● Work required
How many lines of the material below contain the string "shelf"? Case counts, so give only the number.

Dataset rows
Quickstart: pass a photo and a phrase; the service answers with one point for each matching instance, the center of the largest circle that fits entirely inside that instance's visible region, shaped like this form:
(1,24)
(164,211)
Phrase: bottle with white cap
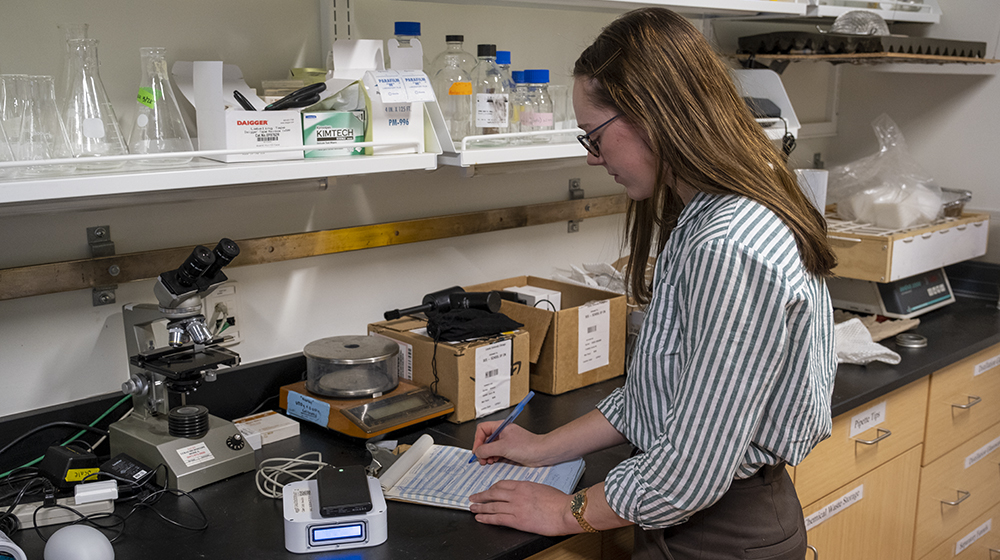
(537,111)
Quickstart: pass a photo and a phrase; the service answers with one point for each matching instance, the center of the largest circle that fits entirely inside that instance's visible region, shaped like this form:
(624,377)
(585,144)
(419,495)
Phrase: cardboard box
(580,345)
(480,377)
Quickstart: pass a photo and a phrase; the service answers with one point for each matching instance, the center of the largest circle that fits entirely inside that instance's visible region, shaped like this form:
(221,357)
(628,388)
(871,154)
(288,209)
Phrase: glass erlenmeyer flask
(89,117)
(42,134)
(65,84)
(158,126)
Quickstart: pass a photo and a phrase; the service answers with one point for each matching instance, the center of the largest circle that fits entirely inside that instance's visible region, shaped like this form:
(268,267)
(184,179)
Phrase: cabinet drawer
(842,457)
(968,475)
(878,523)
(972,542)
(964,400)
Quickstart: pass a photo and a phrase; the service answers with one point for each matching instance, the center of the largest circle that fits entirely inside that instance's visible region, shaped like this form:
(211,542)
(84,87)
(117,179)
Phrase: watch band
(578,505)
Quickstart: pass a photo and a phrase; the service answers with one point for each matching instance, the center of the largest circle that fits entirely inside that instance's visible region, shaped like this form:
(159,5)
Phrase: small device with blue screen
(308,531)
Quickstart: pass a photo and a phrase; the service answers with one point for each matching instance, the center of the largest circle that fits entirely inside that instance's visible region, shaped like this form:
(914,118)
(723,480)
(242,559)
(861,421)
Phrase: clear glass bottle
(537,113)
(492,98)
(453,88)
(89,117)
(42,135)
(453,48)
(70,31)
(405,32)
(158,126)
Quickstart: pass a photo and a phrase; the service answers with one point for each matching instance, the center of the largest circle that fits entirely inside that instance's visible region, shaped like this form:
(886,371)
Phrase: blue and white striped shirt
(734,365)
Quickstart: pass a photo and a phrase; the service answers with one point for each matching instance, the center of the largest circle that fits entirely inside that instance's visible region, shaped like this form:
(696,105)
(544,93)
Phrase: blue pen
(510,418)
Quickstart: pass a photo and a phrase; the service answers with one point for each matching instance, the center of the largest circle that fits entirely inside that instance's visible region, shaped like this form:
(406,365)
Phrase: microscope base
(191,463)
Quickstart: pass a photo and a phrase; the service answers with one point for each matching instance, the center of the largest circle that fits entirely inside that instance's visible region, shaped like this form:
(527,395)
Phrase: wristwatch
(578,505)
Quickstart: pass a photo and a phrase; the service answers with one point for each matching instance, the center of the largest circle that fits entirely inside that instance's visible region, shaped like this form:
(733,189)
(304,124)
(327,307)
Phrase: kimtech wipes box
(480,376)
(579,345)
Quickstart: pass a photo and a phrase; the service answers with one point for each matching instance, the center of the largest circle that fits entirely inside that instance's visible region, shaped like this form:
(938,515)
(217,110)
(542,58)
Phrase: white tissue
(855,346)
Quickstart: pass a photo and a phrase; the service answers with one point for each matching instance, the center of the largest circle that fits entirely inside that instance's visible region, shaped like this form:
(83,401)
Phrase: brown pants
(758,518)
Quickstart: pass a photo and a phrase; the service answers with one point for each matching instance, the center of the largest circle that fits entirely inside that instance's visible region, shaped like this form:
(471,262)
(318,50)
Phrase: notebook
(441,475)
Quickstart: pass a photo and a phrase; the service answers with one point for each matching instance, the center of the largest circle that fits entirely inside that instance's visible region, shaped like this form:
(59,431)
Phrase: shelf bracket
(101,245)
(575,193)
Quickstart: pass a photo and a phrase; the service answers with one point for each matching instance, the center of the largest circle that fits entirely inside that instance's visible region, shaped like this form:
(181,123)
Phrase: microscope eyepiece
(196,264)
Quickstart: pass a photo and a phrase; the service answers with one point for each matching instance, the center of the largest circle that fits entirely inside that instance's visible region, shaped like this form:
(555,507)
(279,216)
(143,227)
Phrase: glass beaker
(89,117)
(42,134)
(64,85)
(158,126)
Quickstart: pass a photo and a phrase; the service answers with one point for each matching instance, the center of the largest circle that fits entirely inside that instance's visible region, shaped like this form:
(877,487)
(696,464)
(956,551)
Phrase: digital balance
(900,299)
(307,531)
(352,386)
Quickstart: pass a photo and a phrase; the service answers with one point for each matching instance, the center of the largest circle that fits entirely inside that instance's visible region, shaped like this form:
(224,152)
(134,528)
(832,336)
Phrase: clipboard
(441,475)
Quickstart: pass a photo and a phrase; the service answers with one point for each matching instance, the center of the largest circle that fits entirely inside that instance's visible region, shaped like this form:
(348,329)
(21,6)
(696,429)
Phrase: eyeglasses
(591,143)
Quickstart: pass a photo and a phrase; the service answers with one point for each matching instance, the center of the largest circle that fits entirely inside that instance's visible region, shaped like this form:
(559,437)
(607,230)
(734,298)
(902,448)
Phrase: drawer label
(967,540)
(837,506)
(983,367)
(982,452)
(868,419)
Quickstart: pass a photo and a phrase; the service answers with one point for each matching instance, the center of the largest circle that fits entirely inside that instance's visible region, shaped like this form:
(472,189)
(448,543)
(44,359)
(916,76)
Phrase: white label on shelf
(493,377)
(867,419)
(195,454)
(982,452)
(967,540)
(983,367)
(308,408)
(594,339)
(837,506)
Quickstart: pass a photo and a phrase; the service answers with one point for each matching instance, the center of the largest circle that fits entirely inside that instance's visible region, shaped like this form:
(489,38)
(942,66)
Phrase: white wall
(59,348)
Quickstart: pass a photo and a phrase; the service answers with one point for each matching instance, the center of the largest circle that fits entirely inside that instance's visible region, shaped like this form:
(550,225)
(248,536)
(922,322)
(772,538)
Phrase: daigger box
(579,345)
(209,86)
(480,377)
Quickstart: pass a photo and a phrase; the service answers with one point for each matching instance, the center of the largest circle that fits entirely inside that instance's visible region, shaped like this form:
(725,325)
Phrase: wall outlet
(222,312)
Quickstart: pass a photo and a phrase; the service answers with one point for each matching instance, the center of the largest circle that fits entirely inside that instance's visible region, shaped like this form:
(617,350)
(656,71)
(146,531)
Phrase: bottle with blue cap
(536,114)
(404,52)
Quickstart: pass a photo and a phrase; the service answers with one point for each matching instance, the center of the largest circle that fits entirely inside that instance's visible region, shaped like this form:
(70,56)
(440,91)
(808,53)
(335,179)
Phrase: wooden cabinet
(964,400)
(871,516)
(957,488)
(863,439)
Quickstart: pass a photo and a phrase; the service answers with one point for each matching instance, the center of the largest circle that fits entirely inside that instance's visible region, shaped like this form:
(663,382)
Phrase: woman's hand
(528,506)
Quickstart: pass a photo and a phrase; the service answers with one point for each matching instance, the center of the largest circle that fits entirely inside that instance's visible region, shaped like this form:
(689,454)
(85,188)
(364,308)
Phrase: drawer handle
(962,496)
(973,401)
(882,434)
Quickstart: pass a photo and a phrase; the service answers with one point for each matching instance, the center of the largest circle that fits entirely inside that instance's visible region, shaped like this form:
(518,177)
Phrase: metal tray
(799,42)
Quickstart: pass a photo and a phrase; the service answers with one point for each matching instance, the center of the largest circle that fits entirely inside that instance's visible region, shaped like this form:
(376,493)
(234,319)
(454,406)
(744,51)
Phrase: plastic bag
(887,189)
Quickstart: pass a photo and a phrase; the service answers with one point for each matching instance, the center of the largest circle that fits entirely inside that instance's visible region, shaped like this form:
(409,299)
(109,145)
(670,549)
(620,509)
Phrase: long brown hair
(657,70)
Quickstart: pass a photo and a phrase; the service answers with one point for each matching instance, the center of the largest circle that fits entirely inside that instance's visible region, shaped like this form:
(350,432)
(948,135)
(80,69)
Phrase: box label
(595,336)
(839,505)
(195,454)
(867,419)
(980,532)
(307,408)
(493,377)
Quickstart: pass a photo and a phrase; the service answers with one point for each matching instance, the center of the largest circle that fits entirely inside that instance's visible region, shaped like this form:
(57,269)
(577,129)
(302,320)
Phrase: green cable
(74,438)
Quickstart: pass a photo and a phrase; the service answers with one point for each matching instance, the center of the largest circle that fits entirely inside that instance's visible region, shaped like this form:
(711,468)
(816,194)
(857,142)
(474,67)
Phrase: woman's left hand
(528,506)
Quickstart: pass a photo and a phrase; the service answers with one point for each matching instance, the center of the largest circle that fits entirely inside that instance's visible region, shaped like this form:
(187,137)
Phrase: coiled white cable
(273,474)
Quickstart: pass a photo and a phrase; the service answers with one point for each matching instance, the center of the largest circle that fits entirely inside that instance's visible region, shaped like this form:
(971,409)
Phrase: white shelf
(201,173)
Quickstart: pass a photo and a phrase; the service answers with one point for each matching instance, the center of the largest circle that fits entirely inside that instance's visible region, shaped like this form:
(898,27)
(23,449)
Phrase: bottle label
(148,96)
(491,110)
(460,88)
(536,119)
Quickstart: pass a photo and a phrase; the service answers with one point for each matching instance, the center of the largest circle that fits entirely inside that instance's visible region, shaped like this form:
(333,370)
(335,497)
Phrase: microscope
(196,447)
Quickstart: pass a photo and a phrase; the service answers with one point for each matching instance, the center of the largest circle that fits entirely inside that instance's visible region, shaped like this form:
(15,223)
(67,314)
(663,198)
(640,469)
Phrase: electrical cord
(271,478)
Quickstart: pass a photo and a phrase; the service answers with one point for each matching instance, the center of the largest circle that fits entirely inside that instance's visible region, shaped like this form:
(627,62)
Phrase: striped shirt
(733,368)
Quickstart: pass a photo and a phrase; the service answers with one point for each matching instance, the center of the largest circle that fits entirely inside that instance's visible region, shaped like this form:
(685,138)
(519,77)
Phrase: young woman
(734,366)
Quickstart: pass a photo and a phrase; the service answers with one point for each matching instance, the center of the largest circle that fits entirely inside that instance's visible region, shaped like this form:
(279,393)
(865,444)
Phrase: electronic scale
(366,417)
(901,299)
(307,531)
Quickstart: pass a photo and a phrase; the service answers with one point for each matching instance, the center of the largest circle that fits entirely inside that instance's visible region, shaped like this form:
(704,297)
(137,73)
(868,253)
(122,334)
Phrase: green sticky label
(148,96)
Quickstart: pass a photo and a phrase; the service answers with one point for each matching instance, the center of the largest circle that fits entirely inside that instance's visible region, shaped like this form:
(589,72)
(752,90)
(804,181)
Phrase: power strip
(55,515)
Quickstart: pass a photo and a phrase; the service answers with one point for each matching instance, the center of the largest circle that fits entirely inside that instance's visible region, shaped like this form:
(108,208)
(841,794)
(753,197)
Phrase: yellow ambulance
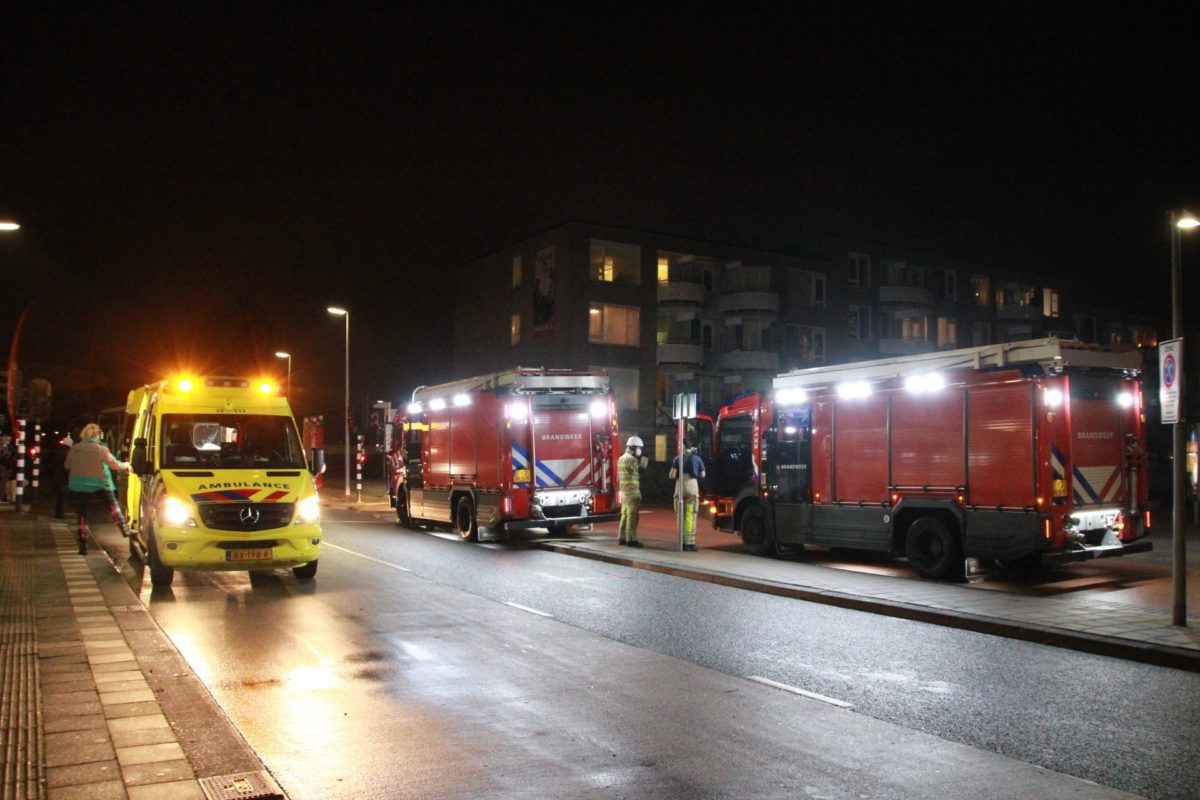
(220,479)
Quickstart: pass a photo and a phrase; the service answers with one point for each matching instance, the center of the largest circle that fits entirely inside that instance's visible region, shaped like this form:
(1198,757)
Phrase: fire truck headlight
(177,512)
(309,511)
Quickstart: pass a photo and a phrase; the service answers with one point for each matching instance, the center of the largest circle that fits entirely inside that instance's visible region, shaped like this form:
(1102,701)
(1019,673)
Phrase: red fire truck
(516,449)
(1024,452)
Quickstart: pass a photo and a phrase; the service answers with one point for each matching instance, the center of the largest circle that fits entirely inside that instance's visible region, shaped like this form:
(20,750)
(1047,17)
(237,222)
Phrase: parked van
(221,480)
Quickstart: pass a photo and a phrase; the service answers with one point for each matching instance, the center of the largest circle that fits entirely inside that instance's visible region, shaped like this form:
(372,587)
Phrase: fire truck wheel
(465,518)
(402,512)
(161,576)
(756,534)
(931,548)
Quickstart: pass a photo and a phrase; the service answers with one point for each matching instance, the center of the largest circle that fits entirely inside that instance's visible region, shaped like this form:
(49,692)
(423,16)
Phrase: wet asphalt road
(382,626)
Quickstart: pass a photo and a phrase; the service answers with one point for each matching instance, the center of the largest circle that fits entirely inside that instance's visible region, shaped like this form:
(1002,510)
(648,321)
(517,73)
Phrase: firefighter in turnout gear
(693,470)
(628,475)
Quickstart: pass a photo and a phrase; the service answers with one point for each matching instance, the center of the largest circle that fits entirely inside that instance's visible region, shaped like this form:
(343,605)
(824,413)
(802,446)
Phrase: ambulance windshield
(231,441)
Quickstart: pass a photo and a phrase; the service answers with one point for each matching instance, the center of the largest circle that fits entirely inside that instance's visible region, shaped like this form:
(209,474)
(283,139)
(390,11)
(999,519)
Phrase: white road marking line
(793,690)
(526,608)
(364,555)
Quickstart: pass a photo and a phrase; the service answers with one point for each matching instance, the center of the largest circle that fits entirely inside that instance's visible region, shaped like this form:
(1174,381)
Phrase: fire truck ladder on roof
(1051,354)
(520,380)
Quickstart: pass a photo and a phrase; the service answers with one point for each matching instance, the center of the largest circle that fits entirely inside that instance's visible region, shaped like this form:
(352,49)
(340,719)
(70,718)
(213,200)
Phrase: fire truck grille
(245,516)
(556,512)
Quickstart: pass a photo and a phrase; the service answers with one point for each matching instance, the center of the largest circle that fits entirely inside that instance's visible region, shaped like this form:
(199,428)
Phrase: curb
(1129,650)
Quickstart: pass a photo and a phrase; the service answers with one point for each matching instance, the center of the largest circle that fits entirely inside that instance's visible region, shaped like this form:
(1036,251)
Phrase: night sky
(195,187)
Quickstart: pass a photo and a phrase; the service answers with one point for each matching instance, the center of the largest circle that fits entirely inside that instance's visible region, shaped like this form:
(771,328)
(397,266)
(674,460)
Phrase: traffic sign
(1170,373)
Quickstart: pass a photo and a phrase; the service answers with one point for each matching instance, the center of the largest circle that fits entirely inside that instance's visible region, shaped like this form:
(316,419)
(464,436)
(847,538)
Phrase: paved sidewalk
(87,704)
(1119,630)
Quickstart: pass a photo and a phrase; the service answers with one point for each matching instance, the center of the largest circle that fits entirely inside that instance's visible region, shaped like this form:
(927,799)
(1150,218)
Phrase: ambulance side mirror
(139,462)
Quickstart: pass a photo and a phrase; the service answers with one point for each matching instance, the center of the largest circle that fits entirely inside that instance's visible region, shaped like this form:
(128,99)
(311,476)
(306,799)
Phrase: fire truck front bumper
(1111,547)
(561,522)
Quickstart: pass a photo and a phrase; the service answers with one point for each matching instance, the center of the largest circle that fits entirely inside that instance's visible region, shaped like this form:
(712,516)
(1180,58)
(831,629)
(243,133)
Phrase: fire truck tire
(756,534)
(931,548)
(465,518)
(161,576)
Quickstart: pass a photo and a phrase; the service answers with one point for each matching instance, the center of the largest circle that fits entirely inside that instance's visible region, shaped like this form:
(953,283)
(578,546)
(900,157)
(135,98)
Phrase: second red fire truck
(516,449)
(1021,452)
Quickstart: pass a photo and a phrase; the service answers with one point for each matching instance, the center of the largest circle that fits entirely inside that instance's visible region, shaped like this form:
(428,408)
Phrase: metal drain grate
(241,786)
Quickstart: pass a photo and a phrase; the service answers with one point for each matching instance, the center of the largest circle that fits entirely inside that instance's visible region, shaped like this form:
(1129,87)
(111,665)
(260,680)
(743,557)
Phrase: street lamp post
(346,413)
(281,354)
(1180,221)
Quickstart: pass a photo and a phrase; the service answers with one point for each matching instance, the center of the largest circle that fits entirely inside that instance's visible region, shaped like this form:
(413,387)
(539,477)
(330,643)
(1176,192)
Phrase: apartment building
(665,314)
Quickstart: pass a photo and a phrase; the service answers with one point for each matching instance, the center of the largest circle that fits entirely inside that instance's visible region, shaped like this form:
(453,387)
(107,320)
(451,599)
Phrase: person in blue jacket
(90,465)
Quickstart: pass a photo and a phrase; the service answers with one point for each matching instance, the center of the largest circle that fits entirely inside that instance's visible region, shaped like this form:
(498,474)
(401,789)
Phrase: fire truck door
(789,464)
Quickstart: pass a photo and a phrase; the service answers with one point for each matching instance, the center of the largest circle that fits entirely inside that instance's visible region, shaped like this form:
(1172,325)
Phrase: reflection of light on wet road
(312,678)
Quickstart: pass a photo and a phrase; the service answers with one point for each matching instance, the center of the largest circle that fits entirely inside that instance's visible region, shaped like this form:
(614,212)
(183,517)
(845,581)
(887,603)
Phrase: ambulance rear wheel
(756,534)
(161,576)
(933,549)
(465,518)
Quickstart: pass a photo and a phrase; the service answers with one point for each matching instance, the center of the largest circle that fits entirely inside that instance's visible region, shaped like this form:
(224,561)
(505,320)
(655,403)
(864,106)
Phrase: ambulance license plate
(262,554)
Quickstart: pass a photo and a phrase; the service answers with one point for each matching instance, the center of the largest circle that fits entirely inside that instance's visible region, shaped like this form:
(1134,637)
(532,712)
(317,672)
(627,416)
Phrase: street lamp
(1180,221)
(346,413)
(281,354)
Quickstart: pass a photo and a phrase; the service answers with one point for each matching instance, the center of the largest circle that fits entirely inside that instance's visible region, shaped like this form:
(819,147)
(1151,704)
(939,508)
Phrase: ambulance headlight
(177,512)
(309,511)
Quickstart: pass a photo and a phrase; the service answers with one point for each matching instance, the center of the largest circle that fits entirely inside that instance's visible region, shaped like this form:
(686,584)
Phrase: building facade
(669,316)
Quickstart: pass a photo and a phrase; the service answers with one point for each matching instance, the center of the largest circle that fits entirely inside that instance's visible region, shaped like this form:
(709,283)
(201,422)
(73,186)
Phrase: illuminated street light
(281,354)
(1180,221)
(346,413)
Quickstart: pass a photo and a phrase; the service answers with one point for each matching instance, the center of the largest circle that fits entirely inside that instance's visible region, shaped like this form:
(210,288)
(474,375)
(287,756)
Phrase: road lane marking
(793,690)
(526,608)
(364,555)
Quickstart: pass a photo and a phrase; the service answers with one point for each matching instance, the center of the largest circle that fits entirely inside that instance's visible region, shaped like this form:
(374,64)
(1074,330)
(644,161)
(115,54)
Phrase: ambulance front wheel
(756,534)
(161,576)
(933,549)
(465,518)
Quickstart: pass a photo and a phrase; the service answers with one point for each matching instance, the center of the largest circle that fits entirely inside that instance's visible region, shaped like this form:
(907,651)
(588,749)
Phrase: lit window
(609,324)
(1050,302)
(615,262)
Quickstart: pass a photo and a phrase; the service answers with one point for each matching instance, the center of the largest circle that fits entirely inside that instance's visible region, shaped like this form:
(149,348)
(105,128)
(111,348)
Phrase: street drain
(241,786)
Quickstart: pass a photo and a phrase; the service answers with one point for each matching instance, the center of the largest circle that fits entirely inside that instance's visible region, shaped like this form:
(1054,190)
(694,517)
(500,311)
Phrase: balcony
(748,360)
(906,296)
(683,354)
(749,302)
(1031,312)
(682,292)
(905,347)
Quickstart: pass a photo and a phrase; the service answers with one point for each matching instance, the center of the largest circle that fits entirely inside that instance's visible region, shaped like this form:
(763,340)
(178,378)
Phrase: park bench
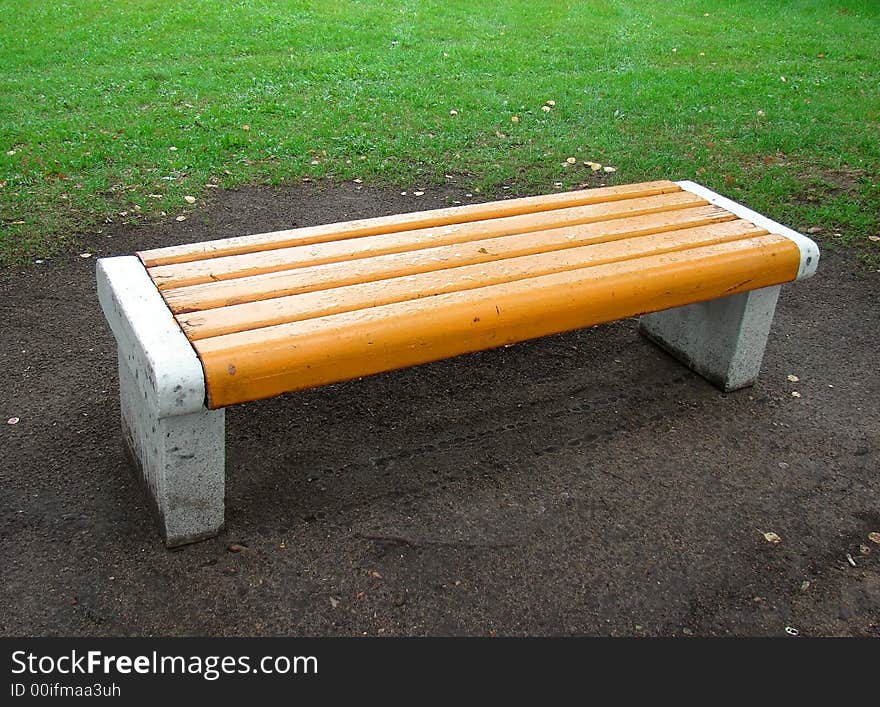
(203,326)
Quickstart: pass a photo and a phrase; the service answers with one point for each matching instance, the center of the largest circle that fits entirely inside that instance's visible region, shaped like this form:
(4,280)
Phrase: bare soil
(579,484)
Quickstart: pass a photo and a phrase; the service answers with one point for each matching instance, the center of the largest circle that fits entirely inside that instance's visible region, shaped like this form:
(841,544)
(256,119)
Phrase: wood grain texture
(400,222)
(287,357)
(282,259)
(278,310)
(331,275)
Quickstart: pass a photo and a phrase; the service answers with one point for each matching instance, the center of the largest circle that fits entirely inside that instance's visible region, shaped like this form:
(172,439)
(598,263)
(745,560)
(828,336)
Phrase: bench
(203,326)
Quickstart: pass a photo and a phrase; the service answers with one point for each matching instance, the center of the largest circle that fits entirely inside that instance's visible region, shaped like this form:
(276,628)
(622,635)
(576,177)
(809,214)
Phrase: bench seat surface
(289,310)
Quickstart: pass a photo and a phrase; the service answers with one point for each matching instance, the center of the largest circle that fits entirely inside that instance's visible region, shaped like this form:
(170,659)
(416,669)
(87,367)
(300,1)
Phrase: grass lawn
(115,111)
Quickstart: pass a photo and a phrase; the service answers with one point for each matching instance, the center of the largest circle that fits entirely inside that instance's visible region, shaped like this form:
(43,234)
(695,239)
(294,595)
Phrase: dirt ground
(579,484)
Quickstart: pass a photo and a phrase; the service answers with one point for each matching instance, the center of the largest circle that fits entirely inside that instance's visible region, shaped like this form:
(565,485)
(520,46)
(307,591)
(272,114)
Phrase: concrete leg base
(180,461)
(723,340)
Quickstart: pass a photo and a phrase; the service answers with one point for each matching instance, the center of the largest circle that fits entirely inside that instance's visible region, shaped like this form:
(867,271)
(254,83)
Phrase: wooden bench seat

● Answer to this task
3